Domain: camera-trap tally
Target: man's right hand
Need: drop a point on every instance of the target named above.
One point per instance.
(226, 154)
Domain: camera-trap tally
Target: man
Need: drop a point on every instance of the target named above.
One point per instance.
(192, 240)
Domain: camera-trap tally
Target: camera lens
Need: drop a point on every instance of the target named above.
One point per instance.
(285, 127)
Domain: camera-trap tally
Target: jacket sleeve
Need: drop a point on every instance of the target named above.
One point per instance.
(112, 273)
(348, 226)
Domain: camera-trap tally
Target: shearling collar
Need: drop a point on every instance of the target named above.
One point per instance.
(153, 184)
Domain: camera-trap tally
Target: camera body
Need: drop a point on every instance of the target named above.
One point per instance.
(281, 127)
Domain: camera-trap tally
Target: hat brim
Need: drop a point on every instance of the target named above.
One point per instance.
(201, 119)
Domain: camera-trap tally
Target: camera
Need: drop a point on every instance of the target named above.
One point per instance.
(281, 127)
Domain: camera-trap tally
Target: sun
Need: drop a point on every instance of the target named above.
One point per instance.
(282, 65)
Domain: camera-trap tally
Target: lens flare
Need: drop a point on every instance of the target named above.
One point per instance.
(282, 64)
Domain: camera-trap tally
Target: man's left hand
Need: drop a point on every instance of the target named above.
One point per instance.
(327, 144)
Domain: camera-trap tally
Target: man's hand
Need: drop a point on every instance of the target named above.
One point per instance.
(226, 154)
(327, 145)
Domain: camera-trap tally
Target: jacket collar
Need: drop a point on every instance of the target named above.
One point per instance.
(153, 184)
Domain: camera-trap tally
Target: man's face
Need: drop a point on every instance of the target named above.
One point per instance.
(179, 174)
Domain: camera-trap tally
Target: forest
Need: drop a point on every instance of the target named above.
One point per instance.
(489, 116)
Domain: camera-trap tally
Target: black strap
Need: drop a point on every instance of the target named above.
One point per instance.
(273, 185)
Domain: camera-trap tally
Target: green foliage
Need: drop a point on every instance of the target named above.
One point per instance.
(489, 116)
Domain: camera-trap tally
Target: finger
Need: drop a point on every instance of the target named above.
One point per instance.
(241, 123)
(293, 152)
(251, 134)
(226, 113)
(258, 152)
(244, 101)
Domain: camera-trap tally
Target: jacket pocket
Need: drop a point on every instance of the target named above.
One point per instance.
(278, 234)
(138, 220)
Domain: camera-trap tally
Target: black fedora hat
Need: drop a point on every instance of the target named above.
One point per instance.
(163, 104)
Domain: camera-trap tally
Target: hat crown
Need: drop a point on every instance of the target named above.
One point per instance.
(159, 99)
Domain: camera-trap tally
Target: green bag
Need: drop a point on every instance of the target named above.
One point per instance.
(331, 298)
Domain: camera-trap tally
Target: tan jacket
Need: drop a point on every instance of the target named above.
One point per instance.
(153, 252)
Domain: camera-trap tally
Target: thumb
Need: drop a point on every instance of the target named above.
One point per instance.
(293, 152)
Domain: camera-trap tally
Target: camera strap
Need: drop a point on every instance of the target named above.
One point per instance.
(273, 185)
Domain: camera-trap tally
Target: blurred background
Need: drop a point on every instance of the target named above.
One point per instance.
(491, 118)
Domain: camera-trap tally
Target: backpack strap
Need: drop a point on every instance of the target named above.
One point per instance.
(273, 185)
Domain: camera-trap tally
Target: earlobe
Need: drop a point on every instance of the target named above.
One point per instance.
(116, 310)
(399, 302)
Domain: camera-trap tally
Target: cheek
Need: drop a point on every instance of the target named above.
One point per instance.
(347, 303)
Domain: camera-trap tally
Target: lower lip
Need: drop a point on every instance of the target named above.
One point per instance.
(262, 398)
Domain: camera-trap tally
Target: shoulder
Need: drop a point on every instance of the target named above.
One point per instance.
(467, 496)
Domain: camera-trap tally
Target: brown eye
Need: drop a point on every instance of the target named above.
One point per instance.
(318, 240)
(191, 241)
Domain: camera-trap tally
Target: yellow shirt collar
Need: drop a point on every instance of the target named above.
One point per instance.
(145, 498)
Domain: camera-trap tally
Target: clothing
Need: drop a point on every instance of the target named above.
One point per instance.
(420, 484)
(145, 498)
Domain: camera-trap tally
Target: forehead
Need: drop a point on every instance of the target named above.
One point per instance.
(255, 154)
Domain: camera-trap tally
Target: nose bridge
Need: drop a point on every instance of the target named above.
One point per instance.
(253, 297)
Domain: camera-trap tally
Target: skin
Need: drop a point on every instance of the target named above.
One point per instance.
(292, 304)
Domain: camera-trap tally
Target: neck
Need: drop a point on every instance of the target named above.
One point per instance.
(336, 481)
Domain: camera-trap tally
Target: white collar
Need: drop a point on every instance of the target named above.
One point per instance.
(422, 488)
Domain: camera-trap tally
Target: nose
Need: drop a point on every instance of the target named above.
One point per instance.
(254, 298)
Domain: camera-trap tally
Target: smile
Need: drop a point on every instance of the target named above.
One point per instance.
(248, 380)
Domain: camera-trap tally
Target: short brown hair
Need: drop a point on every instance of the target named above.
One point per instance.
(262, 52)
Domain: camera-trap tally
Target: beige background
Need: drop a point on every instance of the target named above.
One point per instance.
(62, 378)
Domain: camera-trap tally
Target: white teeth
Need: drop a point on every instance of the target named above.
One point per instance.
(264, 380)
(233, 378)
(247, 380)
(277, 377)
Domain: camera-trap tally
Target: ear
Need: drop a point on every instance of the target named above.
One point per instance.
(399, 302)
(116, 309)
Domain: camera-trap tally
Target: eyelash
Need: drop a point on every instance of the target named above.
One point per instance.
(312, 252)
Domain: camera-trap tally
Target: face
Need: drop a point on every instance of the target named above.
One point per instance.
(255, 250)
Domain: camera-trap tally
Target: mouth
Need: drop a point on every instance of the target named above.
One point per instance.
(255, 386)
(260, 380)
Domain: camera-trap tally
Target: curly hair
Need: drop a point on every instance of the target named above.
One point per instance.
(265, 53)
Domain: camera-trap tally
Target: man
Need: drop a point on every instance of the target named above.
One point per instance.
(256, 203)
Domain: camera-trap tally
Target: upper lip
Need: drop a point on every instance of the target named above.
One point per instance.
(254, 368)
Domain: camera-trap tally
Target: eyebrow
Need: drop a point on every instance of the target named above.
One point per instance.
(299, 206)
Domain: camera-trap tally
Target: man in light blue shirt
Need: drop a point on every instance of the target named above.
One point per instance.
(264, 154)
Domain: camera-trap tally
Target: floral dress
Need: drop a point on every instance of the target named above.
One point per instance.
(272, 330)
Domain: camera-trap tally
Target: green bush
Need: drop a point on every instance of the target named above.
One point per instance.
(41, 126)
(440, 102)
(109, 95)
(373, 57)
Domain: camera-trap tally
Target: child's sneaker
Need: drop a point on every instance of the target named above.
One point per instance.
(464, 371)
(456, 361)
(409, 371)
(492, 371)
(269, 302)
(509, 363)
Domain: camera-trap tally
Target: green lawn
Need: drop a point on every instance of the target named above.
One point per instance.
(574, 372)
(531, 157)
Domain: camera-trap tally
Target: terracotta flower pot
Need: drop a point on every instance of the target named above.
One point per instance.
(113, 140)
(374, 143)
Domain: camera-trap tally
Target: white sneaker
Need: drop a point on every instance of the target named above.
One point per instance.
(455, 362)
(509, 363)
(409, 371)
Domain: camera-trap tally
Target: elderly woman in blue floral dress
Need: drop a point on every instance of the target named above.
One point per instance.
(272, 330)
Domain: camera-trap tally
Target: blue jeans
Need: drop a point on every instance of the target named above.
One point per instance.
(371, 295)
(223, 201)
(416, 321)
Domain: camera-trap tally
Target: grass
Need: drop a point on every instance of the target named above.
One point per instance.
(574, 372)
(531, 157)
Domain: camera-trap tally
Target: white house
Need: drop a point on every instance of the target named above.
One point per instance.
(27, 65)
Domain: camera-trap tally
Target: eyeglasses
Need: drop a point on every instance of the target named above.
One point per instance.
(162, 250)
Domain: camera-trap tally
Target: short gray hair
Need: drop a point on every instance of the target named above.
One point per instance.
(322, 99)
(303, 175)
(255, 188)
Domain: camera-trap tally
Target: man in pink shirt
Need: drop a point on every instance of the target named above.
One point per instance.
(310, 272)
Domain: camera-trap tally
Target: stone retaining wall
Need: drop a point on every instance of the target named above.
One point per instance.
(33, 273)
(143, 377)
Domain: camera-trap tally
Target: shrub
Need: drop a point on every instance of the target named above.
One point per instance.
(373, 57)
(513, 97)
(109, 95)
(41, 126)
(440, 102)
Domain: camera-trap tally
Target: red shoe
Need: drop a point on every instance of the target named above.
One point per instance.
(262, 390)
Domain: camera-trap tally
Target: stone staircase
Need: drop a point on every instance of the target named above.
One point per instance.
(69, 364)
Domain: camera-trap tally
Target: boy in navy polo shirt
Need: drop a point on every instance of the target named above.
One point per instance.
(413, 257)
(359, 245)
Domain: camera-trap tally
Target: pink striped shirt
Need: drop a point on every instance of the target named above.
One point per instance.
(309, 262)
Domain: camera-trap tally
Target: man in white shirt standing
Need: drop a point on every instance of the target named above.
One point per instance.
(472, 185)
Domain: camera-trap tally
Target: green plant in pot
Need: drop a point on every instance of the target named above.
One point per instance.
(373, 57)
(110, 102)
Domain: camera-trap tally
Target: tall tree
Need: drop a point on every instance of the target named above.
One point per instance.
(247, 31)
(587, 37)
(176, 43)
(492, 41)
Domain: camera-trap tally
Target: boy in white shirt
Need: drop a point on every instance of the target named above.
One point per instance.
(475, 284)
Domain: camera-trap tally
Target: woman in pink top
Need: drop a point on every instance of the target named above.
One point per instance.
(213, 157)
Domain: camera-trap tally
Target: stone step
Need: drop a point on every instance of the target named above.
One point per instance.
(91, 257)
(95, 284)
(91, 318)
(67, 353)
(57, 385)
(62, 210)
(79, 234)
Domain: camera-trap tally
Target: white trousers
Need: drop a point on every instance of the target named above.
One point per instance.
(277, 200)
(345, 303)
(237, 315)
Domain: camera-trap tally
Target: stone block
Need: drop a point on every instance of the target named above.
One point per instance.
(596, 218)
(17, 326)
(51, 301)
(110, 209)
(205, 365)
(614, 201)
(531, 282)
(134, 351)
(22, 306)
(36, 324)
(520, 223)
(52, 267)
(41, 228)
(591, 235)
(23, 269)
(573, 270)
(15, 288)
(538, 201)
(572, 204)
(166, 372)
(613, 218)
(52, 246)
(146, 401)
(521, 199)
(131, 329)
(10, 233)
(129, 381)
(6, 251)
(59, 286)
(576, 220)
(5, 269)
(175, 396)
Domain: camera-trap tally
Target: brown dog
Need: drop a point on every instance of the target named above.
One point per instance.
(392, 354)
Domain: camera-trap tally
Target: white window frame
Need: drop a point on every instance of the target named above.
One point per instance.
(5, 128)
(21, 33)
──────
CHALLENGE:
Gather every line of the data above that contains the string "hand".

EXERCISE OUTPUT:
Target: man's right hand
Target: man's left hand
Target: man's hand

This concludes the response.